Work instructions: Please transcribe the following records in full, exactly as given.

◇ ◇ ◇ ◇

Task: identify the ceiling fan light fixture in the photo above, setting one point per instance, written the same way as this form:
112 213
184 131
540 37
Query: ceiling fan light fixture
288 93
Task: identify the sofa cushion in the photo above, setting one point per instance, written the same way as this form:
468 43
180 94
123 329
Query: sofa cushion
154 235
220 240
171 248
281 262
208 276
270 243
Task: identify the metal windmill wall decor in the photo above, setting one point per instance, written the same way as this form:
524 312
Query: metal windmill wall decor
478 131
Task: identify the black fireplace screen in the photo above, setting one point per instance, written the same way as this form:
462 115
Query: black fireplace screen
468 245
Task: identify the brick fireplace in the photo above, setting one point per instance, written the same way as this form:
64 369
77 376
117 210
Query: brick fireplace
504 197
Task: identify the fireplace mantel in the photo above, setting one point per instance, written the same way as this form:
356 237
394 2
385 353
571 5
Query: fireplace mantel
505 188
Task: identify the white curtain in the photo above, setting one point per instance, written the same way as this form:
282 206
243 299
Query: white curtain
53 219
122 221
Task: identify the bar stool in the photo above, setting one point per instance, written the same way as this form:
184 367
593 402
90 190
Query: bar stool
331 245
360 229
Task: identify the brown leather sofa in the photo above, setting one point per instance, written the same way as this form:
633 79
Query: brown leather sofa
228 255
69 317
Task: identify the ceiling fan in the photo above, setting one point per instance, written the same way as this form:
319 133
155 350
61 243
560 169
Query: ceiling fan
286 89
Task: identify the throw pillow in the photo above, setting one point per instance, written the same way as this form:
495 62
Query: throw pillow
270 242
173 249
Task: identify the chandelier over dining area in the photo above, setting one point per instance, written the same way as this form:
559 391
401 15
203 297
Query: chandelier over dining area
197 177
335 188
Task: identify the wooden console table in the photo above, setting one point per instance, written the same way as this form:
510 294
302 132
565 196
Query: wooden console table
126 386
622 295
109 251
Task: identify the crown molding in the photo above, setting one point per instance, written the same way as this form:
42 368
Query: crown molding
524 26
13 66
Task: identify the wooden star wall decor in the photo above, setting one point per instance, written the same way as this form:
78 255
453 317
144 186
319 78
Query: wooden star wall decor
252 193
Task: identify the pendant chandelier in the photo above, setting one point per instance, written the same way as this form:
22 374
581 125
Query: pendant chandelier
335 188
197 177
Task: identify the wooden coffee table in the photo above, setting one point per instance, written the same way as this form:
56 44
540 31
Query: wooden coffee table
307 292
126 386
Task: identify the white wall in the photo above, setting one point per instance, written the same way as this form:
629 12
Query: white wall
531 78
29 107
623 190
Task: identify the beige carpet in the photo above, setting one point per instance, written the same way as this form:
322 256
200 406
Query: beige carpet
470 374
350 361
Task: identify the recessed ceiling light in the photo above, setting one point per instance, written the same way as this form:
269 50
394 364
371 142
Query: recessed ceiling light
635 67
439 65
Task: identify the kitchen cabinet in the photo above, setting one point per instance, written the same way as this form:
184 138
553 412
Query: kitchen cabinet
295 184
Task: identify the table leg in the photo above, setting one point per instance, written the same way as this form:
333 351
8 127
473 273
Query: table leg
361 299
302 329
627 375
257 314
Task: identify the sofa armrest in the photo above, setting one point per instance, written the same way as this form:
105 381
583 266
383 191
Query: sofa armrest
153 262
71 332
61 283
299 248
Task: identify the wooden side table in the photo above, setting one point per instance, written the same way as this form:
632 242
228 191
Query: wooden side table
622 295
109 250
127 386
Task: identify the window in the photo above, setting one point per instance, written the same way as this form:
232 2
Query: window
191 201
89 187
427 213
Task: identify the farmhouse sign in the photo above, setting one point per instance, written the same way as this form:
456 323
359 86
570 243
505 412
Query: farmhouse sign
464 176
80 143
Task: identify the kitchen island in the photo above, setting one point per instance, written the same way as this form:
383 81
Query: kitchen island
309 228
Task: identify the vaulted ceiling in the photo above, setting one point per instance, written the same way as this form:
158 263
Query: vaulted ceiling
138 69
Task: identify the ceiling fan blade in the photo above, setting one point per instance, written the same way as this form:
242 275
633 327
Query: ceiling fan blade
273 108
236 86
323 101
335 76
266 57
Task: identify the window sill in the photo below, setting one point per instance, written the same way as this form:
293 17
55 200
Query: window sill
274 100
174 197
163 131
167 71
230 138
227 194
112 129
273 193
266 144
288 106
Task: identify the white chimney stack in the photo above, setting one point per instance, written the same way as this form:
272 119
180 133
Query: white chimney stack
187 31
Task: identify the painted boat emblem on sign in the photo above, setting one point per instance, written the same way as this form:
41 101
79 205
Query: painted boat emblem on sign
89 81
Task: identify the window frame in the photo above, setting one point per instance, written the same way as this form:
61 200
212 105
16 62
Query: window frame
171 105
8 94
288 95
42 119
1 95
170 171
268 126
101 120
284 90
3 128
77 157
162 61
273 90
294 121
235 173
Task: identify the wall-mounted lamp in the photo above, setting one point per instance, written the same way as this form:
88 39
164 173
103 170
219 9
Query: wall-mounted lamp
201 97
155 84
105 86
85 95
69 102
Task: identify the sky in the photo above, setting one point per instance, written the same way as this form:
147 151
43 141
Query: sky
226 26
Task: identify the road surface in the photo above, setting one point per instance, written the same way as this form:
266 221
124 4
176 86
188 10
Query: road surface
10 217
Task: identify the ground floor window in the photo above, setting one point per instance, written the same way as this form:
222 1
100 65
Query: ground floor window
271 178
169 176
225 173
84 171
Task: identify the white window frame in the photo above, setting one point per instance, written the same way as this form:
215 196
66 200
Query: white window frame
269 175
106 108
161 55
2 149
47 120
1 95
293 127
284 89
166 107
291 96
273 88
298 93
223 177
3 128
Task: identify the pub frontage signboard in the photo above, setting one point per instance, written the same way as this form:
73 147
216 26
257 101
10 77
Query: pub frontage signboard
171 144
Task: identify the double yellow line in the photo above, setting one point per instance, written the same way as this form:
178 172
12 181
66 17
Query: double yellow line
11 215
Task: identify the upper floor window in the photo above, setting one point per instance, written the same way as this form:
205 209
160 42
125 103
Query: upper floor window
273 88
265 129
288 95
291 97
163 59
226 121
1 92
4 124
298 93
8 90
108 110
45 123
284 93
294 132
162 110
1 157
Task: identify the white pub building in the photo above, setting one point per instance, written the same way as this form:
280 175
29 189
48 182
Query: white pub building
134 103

◇ ◇ ◇ ◇

Task result:
Task: identify the ceiling fan light fixture in the photo above, setting one point per instance, written the same way as this form:
112 213
184 131
540 37
Query: ceiling fan light fixture
288 93
Task: identify the sofa cushion in the photo above, setting one point per instance, written the same way as this form:
468 43
180 94
123 329
Query: sofa cushion
154 235
220 240
171 248
281 262
208 276
270 243
Task: identify the metal windmill wall decor in the photo above, setting one point per instance, written the same way as this form:
524 312
Query: metal windmill wall decor
478 131
Task: identify the black fireplace screen in the photo above, setting one point per instance, written the same way as this form:
462 115
Query: black fireplace screen
468 245
Task: identify the brick fireplace in the photo above, setting one point per instance, written the same way as this form:
64 369
77 376
117 210
Query: brick fireplace
504 197
Task: identify the fireplace mantel in the photo above, setting one point per instance, written the same way as this form:
356 237
394 2
385 353
571 5
Query: fireplace mantel
505 188
Task: identify the white curtain in the photo above, setting one point per instance, written the same way as this form:
282 206
243 299
Query: white curtain
53 219
122 221
Task: identify the bar stool in the photo above, setting one point per instance, written the same way as this form:
184 367
593 402
90 190
Query: bar stool
331 245
360 229
Task: identify the brown leather sofa in the photo above, setting one point per instance, written the same way as this form:
633 79
Query: brown leather sofa
228 255
69 317
Task: identify the ceiling fan in the photo above, setting one point per instance, written the same way as this form:
319 133
155 350
61 243
560 169
Query: ceiling fan
286 89
Task: identify the throw pillow in the photo above, setting one point per instance, written the same way as this form:
495 62
Query: throw pillow
270 242
173 249
Task: identify the chandelier over dining area in the photo above, setting one point per instance, written the same way as this form:
559 391
401 15
203 297
Query: chandelier over dining area
197 177
335 188
Task: identify the wooden console table in the photo above, setting one point per instance, written the same way as this form:
510 294
302 132
565 196
Query: wooden console table
126 386
622 295
109 251
Task: identify the crown molding in the photo above, setting one point per instance, written the same way as this form:
42 368
Query: crown molding
524 26
13 66
Task: identify the wooden star wall decor in the photo above, setting one point per instance, written the same way as this form:
78 255
453 317
144 186
319 78
Query: wooden star wall decor
252 193
Task: identify the pendant chandelier in the photo above, setting one point per instance, written the same way as this form:
22 374
581 125
Query: pendant chandelier
335 188
197 177
Task: identify the wooden coffee table in the photo above, setting one point per instance, written the same way as this form:
56 44
540 31
Query: wooden coffee table
307 292
126 386
Task: identify the white wall in the photo above, setting one point per instance, written the same way as this form:
629 12
Query: white wall
531 78
29 107
623 190
Task: identify the beige carpet in the photo above, setting one point per instance, written the same way as this form:
322 256
200 406
Query: beige carpet
470 374
350 361
Task: identify the recessed ceiling light in the photo above, setting one point per instance, written the same way as this form:
269 50
394 364
371 142
Query: recessed ceiling light
635 67
439 65
Task: identify the kitchen cabinet in the photo above, setting one point per instance, written the same way as this form:
184 138
553 412
Query: kitchen cabinet
295 184
Task: identify the table leg in the photo above, setting one point per instance, written the same way as this form:
333 351
8 127
473 273
Query: table leg
361 299
302 329
627 375
257 314
Task: identify the sofa armrest in the photo above, setting one point per instance, written the same way as this form:
105 381
583 266
383 191
Query: sofa armrest
153 262
71 332
61 283
299 248
Task: identify the wooden side table in the photo above, setting one point per instance, written the same way as this form:
632 242
228 191
Query: wooden side table
622 295
109 250
127 386
Task: identify the window in the photo above, setting one point per instance, written the same way as this form:
232 2
Query: window
191 201
89 187
427 213
Task: identify the farmhouse sign in the photo above, setting one point per instance, written the same way as this form:
456 323
359 86
570 243
505 412
Query: farmhouse sign
464 176
80 143
Task: identify the kitchen island in the photo above, setting one point per instance, written the same way as this form:
383 81
Query: kitchen island
309 228
Task: identify the vaulted ceiling in the photo above, setting one point per instance, written the same way as this form:
158 263
Query: vaulted ceiling
138 69
Task: identify the ceiling fan blade in the photo above, setting one point per instance, written the same way as this form:
242 275
633 327
Query: ceiling fan blade
273 108
236 86
323 101
335 76
266 57
Task: identify the window sill in the photo below, setting one point per instance, written the same way as this form:
293 17
55 200
Query: window sill
274 100
174 197
163 131
167 71
230 138
227 194
112 129
273 193
266 144
288 106
Task: identify the white chimney stack in the photo above, setting one point per instance, written the same way as this form:
272 119
180 133
Query: white chimney stack
187 31
Task: identify the painted boat emblem on sign in the photo above, setting one point per instance, written the same way as this form:
41 101
79 205
Query: painted boat emblem on sign
89 81
Task: identify the window frame in the photo above, setting one point per instance, written the same way as this form:
61 200
212 105
16 62
Query: window frame
171 105
8 94
288 95
42 119
1 95
170 171
268 126
101 120
284 90
3 128
77 157
162 61
273 90
294 121
235 173
Task: identify the wall-mounted lamp in the photo above, setting one point per instance, written the same way as this form:
88 39
164 173
103 170
219 9
Query: wall-mounted lamp
201 97
155 84
105 86
85 95
69 102
Task: identify the sky in the photo above, setting one point per instance, written the same way as this form:
147 151
43 141
Query: sky
226 26
Task: identify the road surface in the photo above, setting one point per instance, written the same way as this form:
266 221
124 4
176 86
188 10
Query: road surface
10 217
Task: identify the ground floor window in the photo above, setting one point per instance, written the same way as this form:
222 1
100 65
Query: ground floor window
271 178
169 176
225 173
84 171
Task: identify the white window frame in the photo above, setting one point per instance, written the same way as this form:
215 196
66 200
Query: white window frame
269 175
106 108
161 55
2 149
47 120
1 95
293 127
284 89
166 107
291 96
273 88
298 93
223 177
3 128
Task: identify the pub frontage signboard in the photo above, setting one point per instance, written the same way as this form:
73 147
216 26
257 101
10 77
Query: pub frontage signboard
171 144
Task: identify the double yellow line in the photo above, setting one point per instance, written the same way as this form:
178 172
12 181
66 17
Query: double yellow line
11 215
Task: identify the upper floor window in the photo above, setting one point per instance, written the same way as this form:
205 209
160 42
125 103
Query: upper floor window
273 88
265 129
288 95
291 97
163 59
226 121
1 92
4 124
298 93
8 90
108 110
45 123
284 93
294 132
162 110
1 157
Task: identify the white pub building in the photo above, setting one point per instance, written the same way as this form:
280 175
29 189
48 182
Query: white pub building
134 103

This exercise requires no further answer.